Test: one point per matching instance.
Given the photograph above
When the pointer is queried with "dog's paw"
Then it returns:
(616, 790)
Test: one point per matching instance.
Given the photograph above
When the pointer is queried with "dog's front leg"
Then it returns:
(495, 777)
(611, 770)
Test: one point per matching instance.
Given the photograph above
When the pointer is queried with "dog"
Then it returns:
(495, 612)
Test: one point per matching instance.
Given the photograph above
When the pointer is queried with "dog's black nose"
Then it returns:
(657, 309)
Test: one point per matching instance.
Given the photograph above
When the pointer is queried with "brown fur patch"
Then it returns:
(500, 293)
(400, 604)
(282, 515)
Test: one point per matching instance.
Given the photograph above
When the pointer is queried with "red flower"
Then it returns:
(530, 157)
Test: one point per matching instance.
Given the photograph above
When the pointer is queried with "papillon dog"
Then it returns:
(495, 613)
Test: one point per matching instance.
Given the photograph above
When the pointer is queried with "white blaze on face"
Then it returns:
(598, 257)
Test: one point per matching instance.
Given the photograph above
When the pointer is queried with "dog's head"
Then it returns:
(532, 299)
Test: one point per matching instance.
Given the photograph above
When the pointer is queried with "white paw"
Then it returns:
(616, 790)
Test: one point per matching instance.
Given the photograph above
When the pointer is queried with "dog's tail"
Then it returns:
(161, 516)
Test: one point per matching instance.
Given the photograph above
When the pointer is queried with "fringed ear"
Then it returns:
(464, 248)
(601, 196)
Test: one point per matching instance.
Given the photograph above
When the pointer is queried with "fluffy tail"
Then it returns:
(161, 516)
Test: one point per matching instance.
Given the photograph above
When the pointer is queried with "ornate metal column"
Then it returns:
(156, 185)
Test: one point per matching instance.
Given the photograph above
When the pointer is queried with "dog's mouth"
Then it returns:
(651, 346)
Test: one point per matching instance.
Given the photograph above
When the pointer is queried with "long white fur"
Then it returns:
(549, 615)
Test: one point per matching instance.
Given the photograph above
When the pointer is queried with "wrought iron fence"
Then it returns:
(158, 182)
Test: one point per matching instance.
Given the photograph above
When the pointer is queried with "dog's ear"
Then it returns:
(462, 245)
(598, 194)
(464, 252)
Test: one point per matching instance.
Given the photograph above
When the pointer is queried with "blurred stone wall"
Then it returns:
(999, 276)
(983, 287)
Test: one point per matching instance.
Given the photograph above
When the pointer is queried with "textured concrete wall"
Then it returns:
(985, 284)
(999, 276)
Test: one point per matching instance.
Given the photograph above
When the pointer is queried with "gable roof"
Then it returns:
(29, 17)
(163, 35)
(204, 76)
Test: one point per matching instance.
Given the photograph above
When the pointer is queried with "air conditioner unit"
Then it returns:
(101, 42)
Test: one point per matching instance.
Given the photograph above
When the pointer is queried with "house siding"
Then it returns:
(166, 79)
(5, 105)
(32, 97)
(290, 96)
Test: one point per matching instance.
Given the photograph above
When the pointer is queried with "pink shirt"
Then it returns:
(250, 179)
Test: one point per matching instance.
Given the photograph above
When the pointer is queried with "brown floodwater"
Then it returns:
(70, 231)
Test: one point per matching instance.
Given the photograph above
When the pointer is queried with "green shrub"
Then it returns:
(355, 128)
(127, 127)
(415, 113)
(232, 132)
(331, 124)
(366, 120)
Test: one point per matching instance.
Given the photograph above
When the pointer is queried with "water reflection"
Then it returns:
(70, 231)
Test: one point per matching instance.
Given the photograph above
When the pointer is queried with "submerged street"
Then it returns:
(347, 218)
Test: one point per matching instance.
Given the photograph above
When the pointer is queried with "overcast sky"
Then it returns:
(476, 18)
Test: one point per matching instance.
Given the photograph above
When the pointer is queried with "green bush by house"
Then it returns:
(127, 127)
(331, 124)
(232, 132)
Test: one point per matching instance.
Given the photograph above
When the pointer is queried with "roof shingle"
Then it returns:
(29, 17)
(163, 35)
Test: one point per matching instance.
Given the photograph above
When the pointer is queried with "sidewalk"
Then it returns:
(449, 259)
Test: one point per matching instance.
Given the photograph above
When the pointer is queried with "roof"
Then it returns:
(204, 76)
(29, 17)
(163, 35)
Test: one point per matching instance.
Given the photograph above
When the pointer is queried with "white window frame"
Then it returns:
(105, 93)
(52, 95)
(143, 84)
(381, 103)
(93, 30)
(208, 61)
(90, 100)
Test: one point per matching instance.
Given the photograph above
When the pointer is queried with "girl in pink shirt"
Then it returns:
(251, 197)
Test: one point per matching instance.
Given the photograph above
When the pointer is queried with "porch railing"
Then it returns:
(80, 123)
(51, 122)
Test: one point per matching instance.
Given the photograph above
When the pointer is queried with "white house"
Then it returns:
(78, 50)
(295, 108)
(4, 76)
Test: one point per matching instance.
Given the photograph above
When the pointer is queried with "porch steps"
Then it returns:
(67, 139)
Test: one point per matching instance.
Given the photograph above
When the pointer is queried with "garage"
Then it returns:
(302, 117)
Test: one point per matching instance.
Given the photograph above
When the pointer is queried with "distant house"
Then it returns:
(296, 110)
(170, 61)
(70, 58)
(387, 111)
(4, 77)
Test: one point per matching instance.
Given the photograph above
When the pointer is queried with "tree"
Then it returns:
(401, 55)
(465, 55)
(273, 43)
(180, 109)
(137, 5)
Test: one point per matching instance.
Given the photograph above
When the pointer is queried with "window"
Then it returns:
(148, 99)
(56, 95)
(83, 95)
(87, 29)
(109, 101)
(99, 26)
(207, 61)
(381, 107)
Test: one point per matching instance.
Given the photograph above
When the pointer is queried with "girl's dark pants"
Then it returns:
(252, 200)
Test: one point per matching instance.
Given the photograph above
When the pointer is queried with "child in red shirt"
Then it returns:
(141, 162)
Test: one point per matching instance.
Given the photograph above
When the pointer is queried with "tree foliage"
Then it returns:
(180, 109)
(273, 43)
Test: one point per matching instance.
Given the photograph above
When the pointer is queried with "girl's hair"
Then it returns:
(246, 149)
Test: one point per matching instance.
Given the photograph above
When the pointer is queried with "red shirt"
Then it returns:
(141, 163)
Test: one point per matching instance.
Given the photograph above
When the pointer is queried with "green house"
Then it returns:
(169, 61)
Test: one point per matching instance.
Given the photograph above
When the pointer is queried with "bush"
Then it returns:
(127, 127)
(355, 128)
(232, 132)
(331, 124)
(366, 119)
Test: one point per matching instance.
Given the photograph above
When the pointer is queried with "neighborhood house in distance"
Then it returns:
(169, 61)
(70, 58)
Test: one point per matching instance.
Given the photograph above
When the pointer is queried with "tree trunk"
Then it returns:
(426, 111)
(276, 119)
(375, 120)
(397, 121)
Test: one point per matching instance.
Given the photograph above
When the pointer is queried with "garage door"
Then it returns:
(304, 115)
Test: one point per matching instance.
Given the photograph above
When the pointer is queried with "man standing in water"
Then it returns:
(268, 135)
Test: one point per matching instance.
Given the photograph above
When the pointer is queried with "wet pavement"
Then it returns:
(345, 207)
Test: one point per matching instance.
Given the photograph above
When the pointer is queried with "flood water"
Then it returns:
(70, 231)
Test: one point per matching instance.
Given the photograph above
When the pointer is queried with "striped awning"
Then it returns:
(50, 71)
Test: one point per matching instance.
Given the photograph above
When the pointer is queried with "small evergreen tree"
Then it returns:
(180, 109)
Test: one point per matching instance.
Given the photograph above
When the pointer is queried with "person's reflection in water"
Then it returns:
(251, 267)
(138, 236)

WRITTEN PROBLEM:
Give all the records again. Match them exactly.

SOLUTION:
Test: one point per matching instance.
Given the photograph above
When the pointer is queried with "dog's paw"
Then it returns:
(616, 790)
Test: one point per matching instance.
Given the photograph above
When the pointer is queried with "dog's front leg"
Then it returns:
(495, 777)
(611, 770)
Test: one point per matching instance.
Given the photograph above
When the pointer is queried with "dog"
Then it returns:
(495, 612)
Test: one point per matching instance.
Given the photograph above
When the pointer is queried with "dog's black nose"
Then it returns:
(657, 309)
Test: one point per matching instance.
Given the photograph above
When the pointer is queried with "brown fur patch"
Then it returns:
(500, 293)
(400, 604)
(282, 515)
Test: one point per matching instance.
Given the photograph above
When the pointer is queried with "red flower"
Then it returns:
(530, 157)
Test: one point per matching instance.
Given the photograph above
When the pointer is queried with "papillon dog"
Then it returns:
(495, 613)
Test: one point per matching instance.
Given the photograph above
When the pointer is queried with "white blaze on face"
Then it returns:
(598, 257)
Test: one point per matching instance.
Given the photograph above
When the pointer is queried with "dog's head"
Then it returns:
(532, 299)
Test: one point per matching instance.
Given the photograph above
When the pointer is queried with "white paw"
Then it returns:
(616, 790)
Test: one point per matching instance.
Given the photograph above
When the pointer is queried with "dog's tail"
Then it returns:
(161, 516)
Test: one point per matching instance.
Given the photograph above
When the pointer is queried with "fringed ear"
Then it returns:
(464, 248)
(601, 196)
Test: one point per matching instance.
Given the photograph above
When the pointer is queried with "fluffy tail"
Then it returns:
(161, 516)
Test: one point per matching instance.
Given the photograph above
When the pointer is queried with "ornate metal column"
Then it returns:
(156, 185)
Test: one point per matching instance.
Given the photograph above
When the pointer is queried with "dog's mouth"
Then it returns:
(651, 346)
Test: one point per matching instance.
Given the photograph above
When the pointer is queried with "long white fur"
Then it returns:
(549, 615)
Test: one point per matching instance.
Given the photograph above
When the pointer is queried with "wrought iron fence"
Then it returns:
(158, 182)
Test: one point per matching instance.
Given the photograph above
When the pointer is queried with "dog's ear"
Then it returns:
(462, 245)
(598, 194)
(464, 252)
Test: one point per matching instance.
Given the photograph above
When the pointer is queried with "blurred stone wall"
Then it returns:
(999, 276)
(983, 287)
Test: one point per matching instance.
Given the photograph above
When the pointer is queried with "textured concrete wall"
Then it returns:
(985, 284)
(999, 276)
Test: one point per matching instance.
Given the photograph above
When the pointer is queried with "gable roof"
Then it returns:
(29, 17)
(163, 35)
(204, 76)
Test: one point per matching instance.
Given the photograph above
When the pointer is queried with "air conditioner unit"
Then it returns:
(101, 42)
Test: one point per matching instance.
Given the photograph above
When the pointer is queried with "house siding"
Then it returns:
(166, 79)
(5, 105)
(32, 97)
(290, 96)
Test: one point per matching instance.
Given the photograph above
When the pointer is queried with "pink shirt"
Then it returns:
(250, 179)
Test: one point per matching instance.
Given the photograph above
When the pointer is queried with "brown floodwater"
Then it returns:
(70, 231)
Test: one point per matching instance.
Given the photograph above
When the pointer is queried with "green shrub"
Then it returns:
(355, 128)
(127, 127)
(415, 113)
(232, 132)
(331, 124)
(366, 120)
Test: one point per matching instance.
Given the photograph above
When the pointer is queried with "water reflection"
Then it returns:
(70, 231)
Test: one point per matching instance.
Given the photograph above
When the pointer is queried with "submerged street"
Then it returns:
(347, 218)
Test: one point per matching instance.
Given the photograph above
When the pointer is queried with "overcast sky"
Then it returns:
(476, 18)
Test: one point per matching instance.
Given the photograph above
When the pointer is queried with "green bush by house"
Then it returns:
(127, 127)
(331, 124)
(232, 132)
Test: one point per matching instance.
Given the photograph above
When the pointer is queried with "roof shingle"
Then it returns:
(29, 17)
(163, 35)
Test: one point per matching instance.
Given the photograph above
When the pointer is queried with "sidewalk"
Then it returns:
(449, 259)
Test: one point per matching instance.
Given the photograph above
When the pointer is queried with "roof"
Then it returns:
(204, 76)
(29, 17)
(163, 35)
Test: one point per matching instance.
Given the photograph above
When the pointer is queried with "white window frame"
Then it returns:
(105, 93)
(52, 95)
(143, 84)
(381, 103)
(93, 30)
(208, 61)
(90, 100)
Test: one point per matching instance.
Given the photograph above
When the pointer is queried with "girl in pink shirt"
Then it returns:
(251, 197)
Test: one point per matching instance.
Given the photograph above
When the pointer is queried with "porch railing"
Then it returns:
(80, 123)
(51, 122)
Test: one point per matching instance.
Given the photograph above
When the pointer is queried with "white house"
Then it returns:
(78, 50)
(295, 108)
(4, 76)
Test: one point per matching instance.
Given the photograph above
When the pointer is queried with "porch steps"
Then it returns:
(67, 139)
Test: one point per matching instance.
Given the photograph above
When the pointer is queried with "garage"
Then it returns:
(302, 117)
Test: one point per matching instance.
Given the photograph above
When the pointer is queried with "distant house"
Then it returns:
(296, 110)
(170, 61)
(70, 58)
(387, 111)
(4, 77)
Test: one point per matching instance.
Given the photograph above
When the pointer is queried with "tree"
Then it returns:
(401, 55)
(465, 55)
(273, 43)
(180, 109)
(137, 5)
Test: one point per matching instance.
Given the photograph above
When the pointer is queried with "window"
Then it returns:
(148, 99)
(56, 95)
(83, 95)
(87, 29)
(109, 101)
(99, 26)
(207, 61)
(381, 107)
Test: one point per matching instance.
Given the photograph above
When the pointer is queried with "girl's dark pants"
Then it returns:
(252, 200)
Test: one point per matching instance.
Given the photograph above
When the pointer is queried with "child in red shirt"
Then it returns:
(141, 162)
Test: one point per matching instance.
Given the photograph above
When the pointer is queried with "tree foliage"
Then it returns:
(180, 109)
(273, 43)
Test: one point per matching instance.
Given the photograph above
When the pointer is queried with "girl's hair"
Then it returns:
(246, 149)
Test: one point per matching instance.
Given the photograph above
When the pointer is queried with "red shirt"
Then it returns:
(141, 163)
Test: one point per matching instance.
Given the photograph above
When the pointer is queried with "green house"
Then it returns:
(169, 61)
Test: one point per matching instance.
Given the photograph above
When the pointer is queried with "bush"
Then it returns:
(127, 127)
(355, 128)
(232, 132)
(331, 124)
(366, 119)
Test: one point per matching instance.
Given the photograph above
When the pointer is queried with "neighborhood house in distance"
Then it returns:
(169, 61)
(70, 58)
Test: one point per matching instance.
Given the photograph above
When the pointer is queried with "tree trunk"
Then it returns:
(426, 111)
(276, 119)
(375, 120)
(397, 121)
Test: one point per matching instance.
Given the photograph above
When the pointer is queried with "garage door"
Then it returns:
(304, 115)
Test: one point per matching instance.
Given the photograph above
When the pointer is queried with "man standing in water"
Then it returns:
(268, 135)
Test: one point per matching instance.
Given the photograph above
When the pointer is queried with "wet pavement"
Then it returns:
(345, 207)
Test: one point per matching instance.
Given the photograph above
When the pointer is queried with "flood water"
Then it returns:
(70, 231)
Test: one point per matching instance.
Given the photograph above
When the pointer is queried with "striped awning"
Then it returns:
(50, 71)
Test: one point per matching instance.
Given the photograph above
When the pointer is queried with "small evergreen tree"
Then it returns:
(180, 109)
Test: one point per matching instance.
Given the photograph above
When the pointer is queried with "person's reflection in water"
Then it returns:
(251, 267)
(138, 236)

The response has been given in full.